>> START MATERIAL
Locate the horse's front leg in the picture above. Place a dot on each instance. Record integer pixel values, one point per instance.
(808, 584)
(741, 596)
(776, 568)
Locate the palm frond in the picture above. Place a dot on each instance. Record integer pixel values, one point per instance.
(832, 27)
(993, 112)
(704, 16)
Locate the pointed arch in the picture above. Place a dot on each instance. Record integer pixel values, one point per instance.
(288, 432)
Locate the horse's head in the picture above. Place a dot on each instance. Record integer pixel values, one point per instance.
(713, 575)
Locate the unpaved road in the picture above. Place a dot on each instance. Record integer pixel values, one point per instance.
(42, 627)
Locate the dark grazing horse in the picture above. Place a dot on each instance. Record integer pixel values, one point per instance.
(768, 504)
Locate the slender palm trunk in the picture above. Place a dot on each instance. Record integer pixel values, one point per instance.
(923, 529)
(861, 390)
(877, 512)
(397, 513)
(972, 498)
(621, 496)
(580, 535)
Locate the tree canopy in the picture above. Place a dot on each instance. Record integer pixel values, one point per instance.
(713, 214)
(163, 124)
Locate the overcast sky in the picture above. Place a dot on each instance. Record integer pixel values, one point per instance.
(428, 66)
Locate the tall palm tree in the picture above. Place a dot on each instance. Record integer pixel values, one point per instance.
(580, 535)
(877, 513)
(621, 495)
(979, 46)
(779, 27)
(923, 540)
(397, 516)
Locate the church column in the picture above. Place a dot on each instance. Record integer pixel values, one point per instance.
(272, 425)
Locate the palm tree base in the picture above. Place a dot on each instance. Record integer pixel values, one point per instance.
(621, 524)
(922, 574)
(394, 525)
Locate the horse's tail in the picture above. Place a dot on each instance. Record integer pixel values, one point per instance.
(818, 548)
>> END MATERIAL
Please rewrite everything from the line containing "Locate the horse's head" down to the final line of the items above as a JSON list of strings, with one string per line and any blank lines left out.

[
  "Locate the horse's head in the picture above. Place a dot on each instance. Record integer pixel values, one point per instance.",
  "(713, 575)",
  "Locate the unpaved road in the picture above. Place a dot on each instance. Record integer pixel values, one point per instance.",
  "(42, 627)",
  "Locate the dark grazing horse in the picture above. Place a dot on each instance. Record integer pixel values, one point per instance.",
  "(768, 504)",
  "Locate the slender palm trunk in the picture above. Place a dot on each instance. Record integer pixel values, one point per instance.",
  "(923, 529)",
  "(861, 390)",
  "(877, 512)",
  "(397, 513)",
  "(972, 498)",
  "(621, 496)",
  "(580, 535)",
  "Locate the tree canopy in the picture above. Place a dot on each instance. Record integer pixel values, one point per instance.",
  "(713, 214)",
  "(163, 124)",
  "Locate the overcast sky in the picture above. Place a dot on each instance. Record integer pixel values, one point per instance.",
  "(428, 66)",
  "Locate the tall palm tree in the picture above. Place a dot on each instance. Record integer pixel values, one point per instance.",
  "(580, 535)",
  "(877, 513)",
  "(621, 495)",
  "(979, 46)",
  "(779, 27)",
  "(923, 540)",
  "(397, 516)",
  "Locate the church column in the picture above. Place a dot on each instance. Record integer pixel values, one point per instance.",
  "(272, 425)",
  "Locate the palm tree base in the picture above. Place a dot on each instance. Record integer pixel values, one point per instance.",
  "(621, 524)",
  "(922, 574)",
  "(394, 525)",
  "Locate the horse's tail in the picture above. Place a dot on each instance. Record integer pixel values, one point per instance.",
  "(818, 548)"
]